==== Extrait retenu ====
Rupert Oliver, Economiste et Analyste des marchés de l’Unité Indépendante de Surveillance des Marchés liés au FLEGT (IMM FLEGT) pour le compte de la Commission Européenne, a indiqué que la valeur des exportations de bois vers l'Europe en provenance des tropiques était en constante diminution invariablement depuis 2007. Il est toutefois important de noter que le Cameroun demeure le principal pays fournisseur en sciages tropicaux de l’Europe des 28 (entre 250 et 300 tonnes de sciages importées par annuellement).

Les moteurs du déclin des bois tropicaux en Europe sont bien connus; ils incluent le ralentissement économique entre 2008 et 2013, la compétition pour la ressource avec la Chine, la substitution par les composites faits de bois tempérés, les préjugés environnementaux, les risques financiers et un marketing non coordonné. « L'Europe reste néanmoins toujours un marché viable pour l'Afrique car elle représente encore 30% du marché mondial de la construction et 20% de la production et de la consommation mondiales de meubles », a-t-il ajouté.

Vers une vision commune pour le FSC dans le Bassin du Congo

Jeremy Harrison, directeur du marketing chez FSC International, a déclaré qu'une récente étude de Globescan a indiqué que la certification FSC accroit la confiance des consommateurs dans les entreprises et les marques associant leurs labels à leurs produits.

«Le FSC est désireux de travailler avec toutes les parties prenantes pour générer des impacts positifs sur la valeur du FSC, mais la croissance de la demande en bois tropical produit FSC pour stimuler le développement des chaînes de valeur reste un défi. Il existe des outils pour promouvoir les bois tropicaux FSC et ceux-ci peuvent être utilisés par les entreprises du Bassin du Congo ", a-t-il ajouté.

Patrizia Gregori, Directrice de la Performance Environnementale du Groupe SNCF, a déclaré que son entreprise envisage de se procurer du bois tropical pour ses traverses de chemin de fer car sa durabilité naturelle en fait une alternative viable au bois tempéré traité. Dans ses appels d'offres à venir en 2019, la SNCF exigera de ses fournisseurs 100% de bois tropicaux éco-certifiés

Les défis de la certification FSC dans le Bassin du Congo

La gestion des paysages forestiers intacts (IFL) est un défi particulier pour les concessionnaires du Bassin du Congo. La motion 65 sur les IFL votée lors de la 07ème Assemblée Générale du FSC en 2014 demandait à ce que les nouvelles normes nationales FSC visent à protéger 80% des paysages forestiers intacts situés dans le concessions forestières, à moins qu’un autre seuil, appuyé par un argumentaire scientifique, puisse être proposé au niveau de chaque écorégion. La motion 34/2017, votée lors de la 08ème Assemblée Générale du FSC en octobre 2017 à Vancouver, dans le prolongement de la Motion 65, exige une évaluation multi-dimensionnelle (sociale, fiscale et environnementale) à l'échelle régionale (Bassin Amazonien, Russie, Canada et Bassin du Congo) de la mise en œuvre de seuils de protection de ces paysages forestiers intacts.
==== Extraits de données ====
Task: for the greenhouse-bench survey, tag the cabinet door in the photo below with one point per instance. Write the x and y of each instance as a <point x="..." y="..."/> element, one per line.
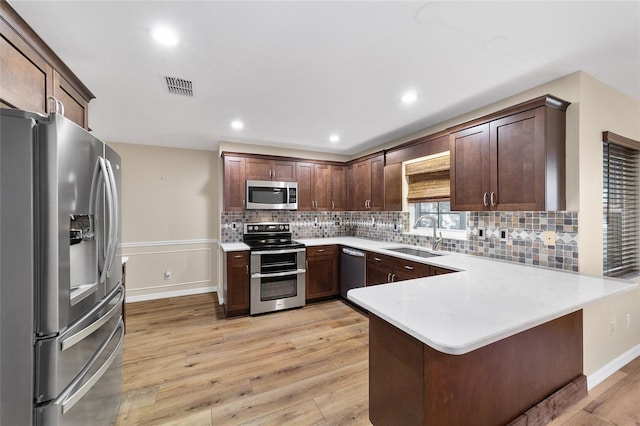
<point x="362" y="185"/>
<point x="258" y="168"/>
<point x="338" y="188"/>
<point x="237" y="283"/>
<point x="469" y="169"/>
<point x="518" y="161"/>
<point x="284" y="171"/>
<point x="378" y="269"/>
<point x="393" y="187"/>
<point x="323" y="279"/>
<point x="321" y="192"/>
<point x="76" y="108"/>
<point x="234" y="183"/>
<point x="351" y="187"/>
<point x="376" y="199"/>
<point x="305" y="188"/>
<point x="26" y="78"/>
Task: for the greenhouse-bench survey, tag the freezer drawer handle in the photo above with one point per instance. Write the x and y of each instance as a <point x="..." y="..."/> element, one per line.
<point x="72" y="340"/>
<point x="69" y="402"/>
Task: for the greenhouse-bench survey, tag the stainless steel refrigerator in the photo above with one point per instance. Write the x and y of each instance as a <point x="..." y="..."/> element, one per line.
<point x="61" y="293"/>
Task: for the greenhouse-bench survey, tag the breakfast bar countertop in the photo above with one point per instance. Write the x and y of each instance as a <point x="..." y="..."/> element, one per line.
<point x="487" y="301"/>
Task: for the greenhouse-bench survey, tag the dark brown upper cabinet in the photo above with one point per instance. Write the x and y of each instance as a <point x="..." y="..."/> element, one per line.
<point x="234" y="182"/>
<point x="32" y="73"/>
<point x="320" y="186"/>
<point x="365" y="180"/>
<point x="512" y="160"/>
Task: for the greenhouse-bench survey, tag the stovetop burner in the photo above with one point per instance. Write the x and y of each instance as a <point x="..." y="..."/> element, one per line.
<point x="269" y="235"/>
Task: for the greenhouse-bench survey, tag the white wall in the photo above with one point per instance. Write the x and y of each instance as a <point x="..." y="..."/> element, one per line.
<point x="169" y="220"/>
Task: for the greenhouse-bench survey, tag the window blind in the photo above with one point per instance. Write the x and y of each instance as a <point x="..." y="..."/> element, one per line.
<point x="620" y="210"/>
<point x="428" y="180"/>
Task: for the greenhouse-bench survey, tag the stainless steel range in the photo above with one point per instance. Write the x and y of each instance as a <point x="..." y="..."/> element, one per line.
<point x="277" y="266"/>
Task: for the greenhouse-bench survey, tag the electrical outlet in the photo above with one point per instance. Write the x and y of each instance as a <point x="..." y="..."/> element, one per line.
<point x="549" y="238"/>
<point x="481" y="233"/>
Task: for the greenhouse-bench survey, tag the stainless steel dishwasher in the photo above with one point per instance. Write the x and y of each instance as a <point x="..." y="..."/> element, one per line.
<point x="353" y="270"/>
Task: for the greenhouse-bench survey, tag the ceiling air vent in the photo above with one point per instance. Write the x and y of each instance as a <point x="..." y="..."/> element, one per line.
<point x="179" y="86"/>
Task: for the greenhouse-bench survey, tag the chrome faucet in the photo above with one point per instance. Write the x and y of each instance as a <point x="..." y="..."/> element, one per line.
<point x="437" y="241"/>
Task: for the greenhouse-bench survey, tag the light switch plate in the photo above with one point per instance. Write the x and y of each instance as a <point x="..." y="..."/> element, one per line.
<point x="549" y="238"/>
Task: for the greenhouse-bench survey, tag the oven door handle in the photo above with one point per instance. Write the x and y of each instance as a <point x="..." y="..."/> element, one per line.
<point x="279" y="274"/>
<point x="283" y="251"/>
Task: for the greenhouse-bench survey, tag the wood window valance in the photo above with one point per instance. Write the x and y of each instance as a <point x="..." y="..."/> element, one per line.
<point x="428" y="179"/>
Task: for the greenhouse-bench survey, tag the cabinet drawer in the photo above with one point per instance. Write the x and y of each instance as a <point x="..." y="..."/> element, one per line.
<point x="322" y="251"/>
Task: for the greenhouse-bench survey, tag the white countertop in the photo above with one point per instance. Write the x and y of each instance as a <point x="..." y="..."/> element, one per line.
<point x="486" y="302"/>
<point x="233" y="247"/>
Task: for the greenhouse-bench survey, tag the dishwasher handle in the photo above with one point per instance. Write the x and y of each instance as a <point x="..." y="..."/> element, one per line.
<point x="352" y="252"/>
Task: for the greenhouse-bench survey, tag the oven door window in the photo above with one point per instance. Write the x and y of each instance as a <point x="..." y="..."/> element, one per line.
<point x="273" y="288"/>
<point x="280" y="262"/>
<point x="266" y="195"/>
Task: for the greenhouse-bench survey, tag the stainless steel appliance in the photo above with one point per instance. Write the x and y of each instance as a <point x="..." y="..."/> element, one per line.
<point x="61" y="291"/>
<point x="352" y="270"/>
<point x="277" y="267"/>
<point x="272" y="195"/>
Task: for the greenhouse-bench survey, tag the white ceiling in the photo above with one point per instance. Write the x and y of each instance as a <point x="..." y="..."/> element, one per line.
<point x="297" y="71"/>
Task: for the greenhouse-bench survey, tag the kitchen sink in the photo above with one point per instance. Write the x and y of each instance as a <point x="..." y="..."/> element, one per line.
====
● **Objectif visé**:
Reproduisez fidèlement le passage de l'extrait sur le bois tropical qui va de « Rupert Oliver, Economiste » à « importées par annuellement). ».

● **Réponse finale**:
Rupert Oliver, Economiste et Analyste des marchés de l’Unité Indépendante de Surveillance des Marchés liés au FLEGT (IMM FLEGT) pour le compte de la Commission Européenne, a indiqué que la valeur des exportations de bois vers l'Europe en provenance des tropiques était en constante diminution invariablement depuis 2007. Il est toutefois important de noter que le Cameroun demeure le principal pays fournisseur en sciages tropicaux de l’Europe des 28 (entre 250 et 300 tonnes de sciages importées par annuellement).